Raw records:
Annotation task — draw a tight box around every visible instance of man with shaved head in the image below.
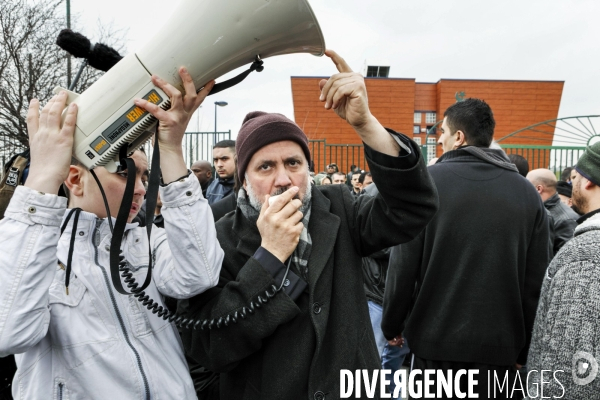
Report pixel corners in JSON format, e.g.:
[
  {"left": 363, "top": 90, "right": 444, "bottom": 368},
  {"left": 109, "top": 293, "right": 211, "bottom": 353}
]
[
  {"left": 192, "top": 160, "right": 213, "bottom": 198},
  {"left": 527, "top": 168, "right": 579, "bottom": 254}
]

**The task**
Please repeat the listing above line for line, leaving out any pictures.

**Reply**
Annotation task — draw a tight box around every visible instance of man with shaved head in the image below.
Report pixel corners in JSON format, e.g.:
[
  {"left": 363, "top": 90, "right": 444, "bottom": 368},
  {"left": 109, "top": 293, "right": 211, "bottom": 353}
]
[
  {"left": 192, "top": 160, "right": 213, "bottom": 198},
  {"left": 527, "top": 168, "right": 579, "bottom": 254}
]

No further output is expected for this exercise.